▶ **Consegna A**:
Rispondi in base al testo sul rispetto delle distanze:
(i) Che cosa impararono a usare tutti durante l'Austerità degli anni Settanta?
(ii) In che modo si esprime oggi l'amore?
(iii) Come si chiama la nuova religione di cui parla il testo?
▶ **Consegna B**:
Scrivi il seguito del testo sul rispetto delle distanze, a partire dalla sua ultima frase.

▶ **Testo fornito**:
= = = =

Noi italiani siamo stati più degli altri popoli europei disabituati a considerare il governo e il potere come organi derivati dalla volontà popolare e siamo sempre inclini a trattare governo e potere come entità estranee e nemiche. Non si guarisce in un giorno, ma un po’ di training nel rispetto delle norme comuni, aiuta.

Abbiamo avuto negli anni Settanta le grandi afflizioni dell’Austerità in cui tutti impararono ad usare la bicicletta e a riscoprire parchi e giochi. Oggi stiamo crescendo sui binari di un’altra necessità: osservare le distanze e valutare se anche gli altri fanno altrettanto. Chi non lo fa è sottoposto alla condanna del suo prossimo: chi si comporta male è malvisto e non considerato con simpatia. Oggi l’amore si esprime mantenendo la distanza, non raccorciandola.

Ognuno sente che questo limite è piacevole perché funziona come un grande gioco, ma anche come una sorta di nuova religione: quella del Rispetto Reciproco. Si può e si deve aiutare ma non si deve esporre gli altri a rischio.

= = = =

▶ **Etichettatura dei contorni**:
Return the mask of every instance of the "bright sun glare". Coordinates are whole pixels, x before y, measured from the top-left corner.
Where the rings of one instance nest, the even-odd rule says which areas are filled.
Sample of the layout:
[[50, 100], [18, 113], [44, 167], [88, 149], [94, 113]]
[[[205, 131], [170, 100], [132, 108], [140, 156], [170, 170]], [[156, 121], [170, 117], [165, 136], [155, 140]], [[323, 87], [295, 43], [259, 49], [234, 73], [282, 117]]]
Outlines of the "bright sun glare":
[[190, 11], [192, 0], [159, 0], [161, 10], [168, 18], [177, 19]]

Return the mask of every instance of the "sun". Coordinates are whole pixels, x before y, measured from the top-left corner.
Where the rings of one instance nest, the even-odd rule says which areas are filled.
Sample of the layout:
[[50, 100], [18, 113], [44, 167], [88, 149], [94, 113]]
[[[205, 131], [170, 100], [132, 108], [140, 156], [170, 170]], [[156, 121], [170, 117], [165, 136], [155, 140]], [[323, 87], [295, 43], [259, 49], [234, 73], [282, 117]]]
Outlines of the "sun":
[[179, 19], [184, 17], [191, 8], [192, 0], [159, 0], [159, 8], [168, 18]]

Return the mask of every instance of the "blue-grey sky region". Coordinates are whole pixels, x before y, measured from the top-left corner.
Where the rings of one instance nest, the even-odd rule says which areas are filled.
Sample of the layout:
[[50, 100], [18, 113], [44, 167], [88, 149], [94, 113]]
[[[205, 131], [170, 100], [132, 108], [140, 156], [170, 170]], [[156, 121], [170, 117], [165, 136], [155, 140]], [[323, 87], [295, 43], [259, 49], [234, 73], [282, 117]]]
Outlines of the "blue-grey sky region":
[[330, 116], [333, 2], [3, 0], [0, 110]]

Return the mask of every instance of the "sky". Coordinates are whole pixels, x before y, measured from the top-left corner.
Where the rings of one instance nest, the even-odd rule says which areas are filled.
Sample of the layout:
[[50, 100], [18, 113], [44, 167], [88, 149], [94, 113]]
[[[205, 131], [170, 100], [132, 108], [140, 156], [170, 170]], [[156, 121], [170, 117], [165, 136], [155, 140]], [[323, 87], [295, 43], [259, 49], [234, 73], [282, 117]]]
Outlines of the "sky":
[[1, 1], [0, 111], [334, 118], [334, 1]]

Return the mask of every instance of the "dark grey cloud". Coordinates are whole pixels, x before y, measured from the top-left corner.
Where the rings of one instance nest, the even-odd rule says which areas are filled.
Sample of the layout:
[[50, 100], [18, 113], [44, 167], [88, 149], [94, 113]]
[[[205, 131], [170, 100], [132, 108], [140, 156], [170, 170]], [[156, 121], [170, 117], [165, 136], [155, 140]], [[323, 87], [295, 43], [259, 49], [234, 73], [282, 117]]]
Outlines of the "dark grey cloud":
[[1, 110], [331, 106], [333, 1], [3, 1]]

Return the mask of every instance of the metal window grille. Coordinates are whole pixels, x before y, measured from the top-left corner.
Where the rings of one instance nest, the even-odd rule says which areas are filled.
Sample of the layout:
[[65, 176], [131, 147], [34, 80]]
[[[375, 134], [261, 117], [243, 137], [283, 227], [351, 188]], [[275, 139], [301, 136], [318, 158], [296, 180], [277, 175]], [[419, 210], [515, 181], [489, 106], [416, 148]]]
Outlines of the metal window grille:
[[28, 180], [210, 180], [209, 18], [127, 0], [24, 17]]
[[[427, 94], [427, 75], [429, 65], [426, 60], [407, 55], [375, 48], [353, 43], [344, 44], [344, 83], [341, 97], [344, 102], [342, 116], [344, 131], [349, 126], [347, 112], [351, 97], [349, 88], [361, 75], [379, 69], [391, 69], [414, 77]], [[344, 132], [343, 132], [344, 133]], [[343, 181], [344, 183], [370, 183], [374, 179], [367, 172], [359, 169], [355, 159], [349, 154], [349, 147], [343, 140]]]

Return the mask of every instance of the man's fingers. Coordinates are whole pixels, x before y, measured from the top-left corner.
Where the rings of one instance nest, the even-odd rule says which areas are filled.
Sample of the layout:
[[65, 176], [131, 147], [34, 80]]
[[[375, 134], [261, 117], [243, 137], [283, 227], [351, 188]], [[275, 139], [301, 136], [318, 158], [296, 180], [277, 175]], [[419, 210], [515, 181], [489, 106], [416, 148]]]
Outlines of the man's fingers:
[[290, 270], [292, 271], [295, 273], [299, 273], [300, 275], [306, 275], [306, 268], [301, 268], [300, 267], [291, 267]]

= = = =

▶ **Risposta attesa A**:
(i) La bicicletta.
(ii) Mantenendo la distanza, non raccorciandola.
(iii) La religione del Rispetto Reciproco.

▶ **Risposta attesa B**:
Questa è una novità. Chi era abituato a farla franca ed essere considerato un furbo, ora rischia di essere preso a calci nel sedere o almeno di essere incenerito dagli sguardi, che non è poco. Dunque, riflettiamoci, stiamo tutti modificandoci rapidamente e stiamo diventando altri, certamente migliori, certamente più rispettosi gli uni degli altri e alla fine scopriremo che questa maledetta infezione sarà stata anche una fruttuosa occasione per formarci come comunità di persone civili e non egoiste.